Text segment
..........

- Born: August 24, 1908 Amroha, British India
- Died: February 28, 1987 (aged 78)
- Occupations: Pakistani Urdu poet, philosopher, lexicographer
- Writing career
- Language: Urdu
- Notable works: Khutbat-e-Mushiran (1942), Adabī kahāniyān, Nasīm ul-lug̲h̲āt, Urdū, Dust banu dust bana'u, Risālah tauz̤ih al-masāʼil, Mūmin-i āl-i Ibrāhīm, Musaddas-i Nasīm, Farhang-i Iqbāl, Urdū lug̲h̲at : tārīk̲h̲ī uṣūl par, Mars̲iyah-yi Josh, Cashmah-yi g̲h̲am, ʻAllāmah Iqbāl ke cāron̲ davāvīn, Nazm-e-Urdu

= Nasim Amrohvi =

Urdu poet, philosopher, and lexicographer (1908–1987)

Nasim Amrohvi or Syed Qaim Raza Taqvi (نسیم امروہوی; (24 August 1908 - 28 February 1987) was a Pakistani Urdu poet, philosopher, and lexicographer who was born as Syed Qaim Raza Taqvi on 24 August 1908 in Amroha, British India.

He belonged to a Taqvi Syed family. His father was Syed Barjees Hussain Taqvi and his mother was Syeda Khatoon. His grandfather was Shamim Amrohvi who was bestowed the title Farazdaq-e-Hind (lit. "India's Farazdaq").

In 1950, he migrated to Pakistan after the partition of India in 1947, settling in Khairpur. He moved to Karachi in 1961 and eventually died there on 28 February 1987.

..........

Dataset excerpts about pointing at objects

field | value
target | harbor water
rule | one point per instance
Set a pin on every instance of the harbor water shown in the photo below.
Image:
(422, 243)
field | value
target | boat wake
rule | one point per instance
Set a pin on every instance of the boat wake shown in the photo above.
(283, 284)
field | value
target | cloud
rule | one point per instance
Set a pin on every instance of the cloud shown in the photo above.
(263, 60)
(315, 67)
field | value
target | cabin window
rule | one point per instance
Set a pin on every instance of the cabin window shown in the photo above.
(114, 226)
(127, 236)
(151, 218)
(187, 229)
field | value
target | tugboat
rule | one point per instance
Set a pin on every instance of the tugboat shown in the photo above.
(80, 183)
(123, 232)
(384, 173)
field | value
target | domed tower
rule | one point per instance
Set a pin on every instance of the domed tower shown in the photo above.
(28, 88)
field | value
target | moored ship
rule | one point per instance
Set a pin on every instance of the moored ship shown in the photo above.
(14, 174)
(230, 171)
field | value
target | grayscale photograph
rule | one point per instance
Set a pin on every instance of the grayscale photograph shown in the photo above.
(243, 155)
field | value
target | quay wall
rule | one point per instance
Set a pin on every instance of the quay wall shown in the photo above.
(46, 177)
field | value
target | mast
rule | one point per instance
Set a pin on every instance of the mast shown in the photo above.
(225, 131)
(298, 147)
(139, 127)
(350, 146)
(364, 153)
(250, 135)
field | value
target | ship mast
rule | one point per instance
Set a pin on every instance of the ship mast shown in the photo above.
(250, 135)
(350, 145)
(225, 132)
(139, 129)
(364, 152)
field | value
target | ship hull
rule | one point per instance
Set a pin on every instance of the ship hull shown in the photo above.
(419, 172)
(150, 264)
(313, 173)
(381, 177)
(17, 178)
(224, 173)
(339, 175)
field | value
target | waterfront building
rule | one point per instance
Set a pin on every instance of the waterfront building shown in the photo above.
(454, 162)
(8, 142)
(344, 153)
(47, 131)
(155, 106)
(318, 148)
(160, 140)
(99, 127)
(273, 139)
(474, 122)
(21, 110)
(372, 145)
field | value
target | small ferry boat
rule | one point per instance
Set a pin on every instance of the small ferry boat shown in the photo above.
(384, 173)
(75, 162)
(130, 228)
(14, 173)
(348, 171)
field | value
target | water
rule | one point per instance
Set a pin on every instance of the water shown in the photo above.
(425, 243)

..........

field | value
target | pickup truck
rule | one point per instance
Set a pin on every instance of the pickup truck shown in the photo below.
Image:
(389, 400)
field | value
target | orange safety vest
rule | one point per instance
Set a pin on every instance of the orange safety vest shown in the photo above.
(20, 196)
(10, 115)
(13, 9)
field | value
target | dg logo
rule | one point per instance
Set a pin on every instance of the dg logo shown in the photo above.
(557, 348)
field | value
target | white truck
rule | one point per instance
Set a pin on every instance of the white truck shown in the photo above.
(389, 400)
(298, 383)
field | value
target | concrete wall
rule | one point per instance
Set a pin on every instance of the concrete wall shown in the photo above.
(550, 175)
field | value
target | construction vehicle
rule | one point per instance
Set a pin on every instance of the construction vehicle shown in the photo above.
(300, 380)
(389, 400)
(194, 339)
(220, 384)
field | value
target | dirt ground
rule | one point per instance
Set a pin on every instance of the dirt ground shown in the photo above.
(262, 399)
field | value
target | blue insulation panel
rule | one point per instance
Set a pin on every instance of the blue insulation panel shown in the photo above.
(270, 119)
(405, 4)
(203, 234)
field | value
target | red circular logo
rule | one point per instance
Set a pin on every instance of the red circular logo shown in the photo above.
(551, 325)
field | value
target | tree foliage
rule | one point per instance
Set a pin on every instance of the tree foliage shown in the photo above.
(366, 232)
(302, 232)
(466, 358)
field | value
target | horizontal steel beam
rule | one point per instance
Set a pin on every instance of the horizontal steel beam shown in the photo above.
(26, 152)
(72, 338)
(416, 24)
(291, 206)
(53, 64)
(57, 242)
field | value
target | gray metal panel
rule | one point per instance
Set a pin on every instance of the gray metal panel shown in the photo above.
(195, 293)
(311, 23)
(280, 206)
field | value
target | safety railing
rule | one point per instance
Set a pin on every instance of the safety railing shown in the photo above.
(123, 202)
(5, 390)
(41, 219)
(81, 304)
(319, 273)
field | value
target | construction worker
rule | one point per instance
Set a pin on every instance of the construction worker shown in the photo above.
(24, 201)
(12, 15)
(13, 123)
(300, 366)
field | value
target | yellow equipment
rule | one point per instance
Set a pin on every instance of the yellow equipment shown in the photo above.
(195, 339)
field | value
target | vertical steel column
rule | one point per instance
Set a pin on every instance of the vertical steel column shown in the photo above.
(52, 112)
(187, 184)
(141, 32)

..........

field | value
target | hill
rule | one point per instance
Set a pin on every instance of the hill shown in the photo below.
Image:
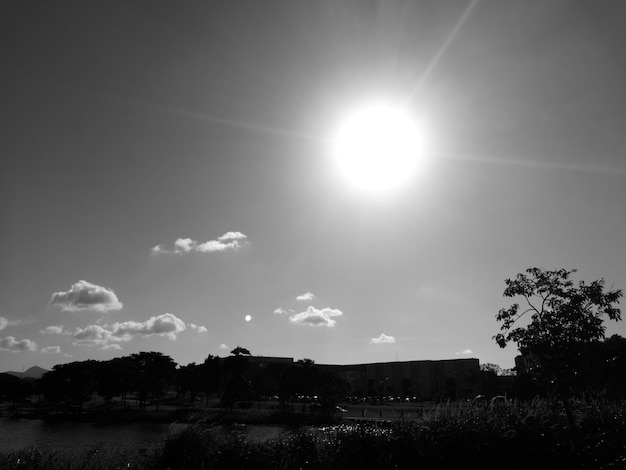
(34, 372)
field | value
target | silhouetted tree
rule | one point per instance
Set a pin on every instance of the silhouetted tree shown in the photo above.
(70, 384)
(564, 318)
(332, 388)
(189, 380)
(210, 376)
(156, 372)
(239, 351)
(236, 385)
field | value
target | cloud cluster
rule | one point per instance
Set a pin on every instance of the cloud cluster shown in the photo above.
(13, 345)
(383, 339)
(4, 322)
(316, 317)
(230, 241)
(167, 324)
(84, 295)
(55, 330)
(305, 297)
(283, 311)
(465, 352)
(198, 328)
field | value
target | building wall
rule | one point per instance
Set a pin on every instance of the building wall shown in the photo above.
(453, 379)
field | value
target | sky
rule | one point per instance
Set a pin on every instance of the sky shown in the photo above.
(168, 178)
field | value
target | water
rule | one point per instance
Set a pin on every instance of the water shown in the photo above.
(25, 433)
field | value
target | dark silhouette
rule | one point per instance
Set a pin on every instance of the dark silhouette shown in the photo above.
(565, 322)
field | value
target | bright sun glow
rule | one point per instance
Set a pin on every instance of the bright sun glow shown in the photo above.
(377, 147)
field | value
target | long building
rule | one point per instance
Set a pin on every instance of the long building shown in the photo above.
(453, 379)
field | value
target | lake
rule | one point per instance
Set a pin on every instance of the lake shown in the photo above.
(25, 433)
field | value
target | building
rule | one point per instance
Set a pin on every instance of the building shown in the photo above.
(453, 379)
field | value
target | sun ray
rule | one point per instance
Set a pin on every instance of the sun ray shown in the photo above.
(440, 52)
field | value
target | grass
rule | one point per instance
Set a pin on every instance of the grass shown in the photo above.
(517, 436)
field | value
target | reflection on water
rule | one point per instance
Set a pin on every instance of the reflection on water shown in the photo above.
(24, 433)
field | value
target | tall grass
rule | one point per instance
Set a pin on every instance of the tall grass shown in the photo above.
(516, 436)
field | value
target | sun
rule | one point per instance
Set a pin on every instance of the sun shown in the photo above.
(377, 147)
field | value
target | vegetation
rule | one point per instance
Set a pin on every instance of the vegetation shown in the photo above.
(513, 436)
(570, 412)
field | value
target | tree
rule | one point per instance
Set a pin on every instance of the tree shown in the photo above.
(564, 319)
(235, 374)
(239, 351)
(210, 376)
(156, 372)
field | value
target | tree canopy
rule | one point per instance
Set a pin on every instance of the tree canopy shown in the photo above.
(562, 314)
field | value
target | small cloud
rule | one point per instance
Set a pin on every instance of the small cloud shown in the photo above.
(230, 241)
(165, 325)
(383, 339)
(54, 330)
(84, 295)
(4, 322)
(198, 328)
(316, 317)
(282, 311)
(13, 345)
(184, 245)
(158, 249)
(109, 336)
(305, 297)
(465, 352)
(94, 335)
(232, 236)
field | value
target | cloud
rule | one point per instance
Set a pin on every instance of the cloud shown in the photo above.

..........

Task brief
Please pick up the Nasim Amrohvi biography after its last sentence and keep writing. The records are separate from the Nasim Amrohvi biography.

Answer to this task
==Work==
Nasim Amrohvi was a member of the Urdu Lughat Board. Over several years, he compiled an Urdu dictionary entitled Nasim-ul-Lughat. For each word, Nasim-ul-Lughat provides not only its meaning, usage, and related proverbs but also the verses containing it. Besides being a lexicographer, he also wrote Marsiya.

==Books==
Some of his major works include:
- Khutbat-e-Mushiran (1942)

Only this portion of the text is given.